**YOUR TASK**
Exact copy, no pictures: reproduce every record below as it stands.

THE DATA Start Marker

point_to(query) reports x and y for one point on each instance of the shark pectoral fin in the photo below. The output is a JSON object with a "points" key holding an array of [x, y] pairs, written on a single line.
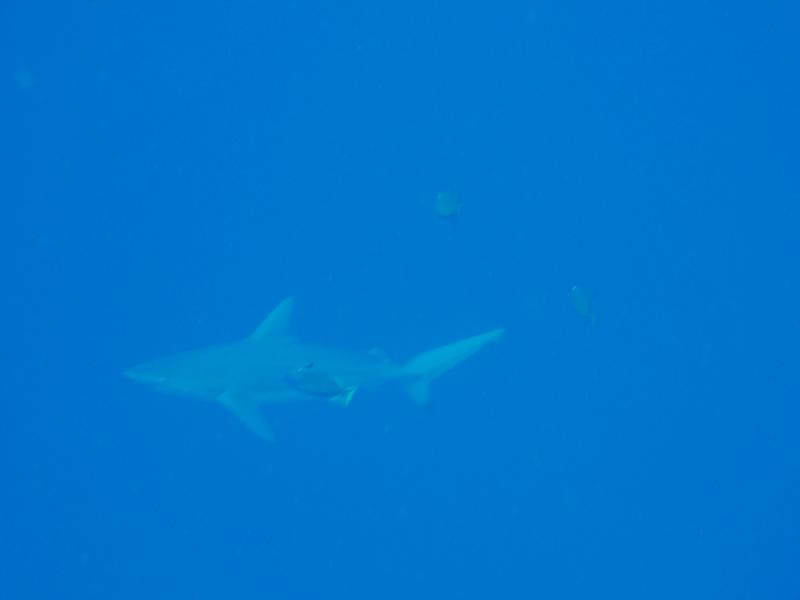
{"points": [[346, 395], [247, 412], [425, 367]]}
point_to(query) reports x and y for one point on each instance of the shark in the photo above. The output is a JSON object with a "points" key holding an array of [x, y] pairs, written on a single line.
{"points": [[273, 366]]}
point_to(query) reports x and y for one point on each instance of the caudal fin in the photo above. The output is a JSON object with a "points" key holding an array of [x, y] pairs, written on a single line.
{"points": [[425, 367]]}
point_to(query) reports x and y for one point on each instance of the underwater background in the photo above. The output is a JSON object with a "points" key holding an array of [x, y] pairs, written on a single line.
{"points": [[623, 198]]}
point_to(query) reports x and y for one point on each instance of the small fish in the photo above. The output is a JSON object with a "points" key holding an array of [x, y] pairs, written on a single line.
{"points": [[314, 382], [448, 205], [582, 303]]}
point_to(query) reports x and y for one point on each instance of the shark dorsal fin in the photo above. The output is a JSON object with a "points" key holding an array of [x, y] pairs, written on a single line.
{"points": [[277, 322]]}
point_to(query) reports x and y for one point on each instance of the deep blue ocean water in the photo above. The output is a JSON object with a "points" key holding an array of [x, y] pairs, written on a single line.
{"points": [[169, 171]]}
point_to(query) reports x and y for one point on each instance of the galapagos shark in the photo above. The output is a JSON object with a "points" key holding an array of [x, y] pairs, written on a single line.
{"points": [[273, 366]]}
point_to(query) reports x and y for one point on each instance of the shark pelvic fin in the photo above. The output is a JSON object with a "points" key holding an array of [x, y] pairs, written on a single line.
{"points": [[425, 367], [277, 322], [345, 396], [248, 413]]}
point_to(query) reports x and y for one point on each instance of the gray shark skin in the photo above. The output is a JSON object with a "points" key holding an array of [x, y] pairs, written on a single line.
{"points": [[272, 366]]}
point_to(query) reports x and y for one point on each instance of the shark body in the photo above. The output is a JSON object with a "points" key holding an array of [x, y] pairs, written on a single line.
{"points": [[272, 366]]}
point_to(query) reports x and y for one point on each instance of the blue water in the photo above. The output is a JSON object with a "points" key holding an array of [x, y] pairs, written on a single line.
{"points": [[169, 171]]}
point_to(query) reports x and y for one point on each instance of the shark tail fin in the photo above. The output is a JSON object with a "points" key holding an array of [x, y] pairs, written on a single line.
{"points": [[425, 367]]}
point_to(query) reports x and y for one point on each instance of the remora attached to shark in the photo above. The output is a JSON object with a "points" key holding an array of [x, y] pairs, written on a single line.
{"points": [[272, 366]]}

THE DATA End Marker

**SOLUTION TO THIS TASK**
point_to(query) reports x and y for one point on each instance of the shark pectoral fin in the photo below. The output is a JSON object with a "points" key holding an array of [x, y] pairs, written on a single line.
{"points": [[346, 395], [247, 412], [425, 367]]}
point_to(query) reports x and y for one point on each instance of the shark in the photo above. The output is a JSON object with a "points" key holding an array of [x, y] pairs, written on a single line.
{"points": [[273, 366]]}
point_to(query) reports x and y for one point on each instance of the caudal fin in the photo above. The output is a JSON object with a "points" key holding an array of [x, y] pairs, written on a single line.
{"points": [[425, 367]]}
point_to(query) reports x and y for one point on each instance of the underwater background in the photo above. The output is a JSON object with a "points" key holding an array of [x, y] pairs, written on a single line.
{"points": [[623, 198]]}
point_to(query) reports x and y for one point on each instance of the small fish in the photo above. The output is a JSON object with a "points" key holding an array of [x, y] pairs, written on a single line.
{"points": [[314, 382], [448, 205], [582, 303]]}
point_to(query) reports x and y for one point on each instance of the shark dorsal fin in the photo above. The output is a JSON object with a "points" key holding an array of [x, y] pairs, written on a single line.
{"points": [[277, 322]]}
point_to(query) reports x and y for one point on each instance of the deep blue ocean water in the photo above. The output is a JSON object with a "points" key holding an array of [x, y] pairs, written on a single line.
{"points": [[169, 171]]}
point_to(query) reports x and y for one point on each instance of the galapagos shark in the photo above. The output is a JSON object with a "points" key holding an array of [x, y] pairs, written on a single line.
{"points": [[273, 366]]}
point_to(query) reports x and y for one point on each instance of the shark pelvic fin in the photo above. The output is a JSON object with a "points" key holding an array of [x, y] pairs, written on a single line.
{"points": [[425, 367], [277, 322], [345, 396], [248, 413]]}
point_to(query) reports x and y for one point on each instance of the gray shark skin in the photo above. The output is a JSON object with a "points" key holding an array of [x, y] pairs, written on a single line.
{"points": [[272, 366]]}
point_to(query) reports x and y for one point on each instance of the shark body in the photo above. The output is a JSON object with a "points" key holding an array of [x, y] pairs, written on a single line.
{"points": [[272, 366]]}
point_to(query) reports x and y for one point on each instance of the blue water in the photo above. The output is a JSON object with a "points" key holding an array of [x, y] pairs, written on a single line.
{"points": [[169, 171]]}
point_to(query) reports x and y for one point on each instance of the shark tail fin in the photo above. The output is a JSON object with a "points" key holding an array of [x, y] pairs, written on a single line.
{"points": [[425, 367]]}
point_to(query) reports x and y for one point on each instance of the remora attached to shark in the photo above. The output is a JSON object with a "points" key holding an array of [x, y] pairs, written on a single line.
{"points": [[272, 366]]}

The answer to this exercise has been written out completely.